According to the text on education, how does Johnson teach his students to behave in a formal setting?

-- Start of Text block --

A True Education




A True Education

Students from impoverished neighborhoods and students from economically secure neighborhoods; who deserves the best education? Better yet who deserves an education? In the opinions of both Mike Walzer and Mike Johnson everyone who desires an education deserves one regardless of their social or economic background. This is democracy at work, yet here is where the two men have their first difference of opinion.
To Walzer, the goal of a basic education is to provide all students with the tools they need to succeed in life, while promoting social values and an understanding of democracy. This is all fine and well, but to Johnson education should prepare children for the world they live in and the world they will shape. Democracy can be taught and learned from reading “the papers” not giving the students a say in their education. Students must be pushed into the subjects the teach feels they as a member of society will need to learn. If the school is going to prepare the student to succeed in life than the school must give its students a strong basic education. Johnson pushes his students to take the SATs in their freshman year, makes them take Regents exams regardless of their learning level, and pushes them past the limits of their abilities. Is this reform? Is this a working system of education? Yes in both instances. Why? Because right now students wanting to go to college or get a job are measured by certain standards and in order to succeed they must meet the minimum requirements. While many argue the necessity to break away from standards and judge students based on individual portfolios, Johnson views the reality of the present situation. That reality is everyone must fit a standard and until that is changed first, the goal of education is to prepare students to meet those standards. By forcing students to over-achieve and learn basic societal skills like how to act in a formal setting (a situation Johnson teaches by taking students to a formal restaurant) Johnson bestows upon his students the ability to meet any standard and achieve any goal. Why? Because he has given them the tools they need in life and the self-confidence and respect to utilize what they have learned. Education is not about promoting lofty democratic ideals, but about preparing people to face society and giving them the ability to develop principles that will shape society and themselves. These principles will come from the same source; the feeling of self-respect and confidence Johnson has bestowed upon his students.

-- End of Text block --
-- Start of Record excerpts --

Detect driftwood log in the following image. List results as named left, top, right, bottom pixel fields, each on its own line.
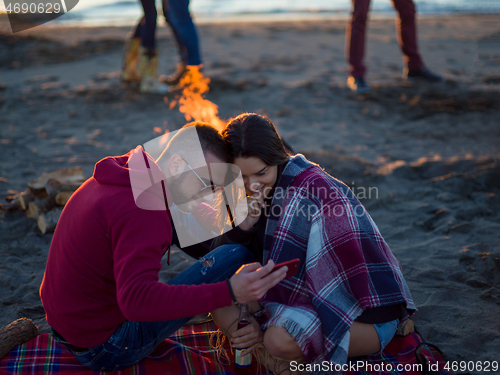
left=0, top=188, right=47, bottom=212
left=45, top=178, right=82, bottom=199
left=28, top=167, right=85, bottom=191
left=0, top=318, right=38, bottom=359
left=26, top=197, right=55, bottom=220
left=37, top=207, right=62, bottom=234
left=0, top=167, right=85, bottom=234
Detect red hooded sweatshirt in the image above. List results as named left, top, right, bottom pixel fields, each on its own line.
left=40, top=146, right=231, bottom=348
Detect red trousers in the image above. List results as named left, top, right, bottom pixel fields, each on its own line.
left=346, top=0, right=423, bottom=77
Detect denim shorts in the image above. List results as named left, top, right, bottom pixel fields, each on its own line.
left=372, top=319, right=399, bottom=355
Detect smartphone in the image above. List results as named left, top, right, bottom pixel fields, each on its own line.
left=273, top=258, right=300, bottom=279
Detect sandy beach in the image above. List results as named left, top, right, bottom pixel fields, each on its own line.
left=0, top=15, right=500, bottom=373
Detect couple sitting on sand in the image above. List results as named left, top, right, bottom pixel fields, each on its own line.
left=40, top=113, right=415, bottom=373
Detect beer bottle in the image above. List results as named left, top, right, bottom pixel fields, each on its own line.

-- End of Record excerpts --

- Reply to the task
He takes them to a formal restaurant.